**What to produce**
Please give the data again exactly, with no line dropped.

**Dataset excerpts**
-- -- --
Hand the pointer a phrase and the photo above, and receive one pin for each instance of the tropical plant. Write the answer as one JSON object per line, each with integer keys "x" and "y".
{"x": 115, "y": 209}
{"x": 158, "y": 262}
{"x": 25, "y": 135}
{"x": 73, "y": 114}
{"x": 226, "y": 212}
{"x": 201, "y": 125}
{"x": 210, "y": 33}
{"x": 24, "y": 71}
-- -- --
**Reply to the exercise**
Hand the pointer a phrase and the photo above, and receive one pin for each instance of the tropical plant. Write the answer as one JSON object per line, each with integer keys "x" and "y".
{"x": 115, "y": 209}
{"x": 158, "y": 262}
{"x": 25, "y": 135}
{"x": 73, "y": 114}
{"x": 226, "y": 212}
{"x": 201, "y": 125}
{"x": 210, "y": 33}
{"x": 24, "y": 71}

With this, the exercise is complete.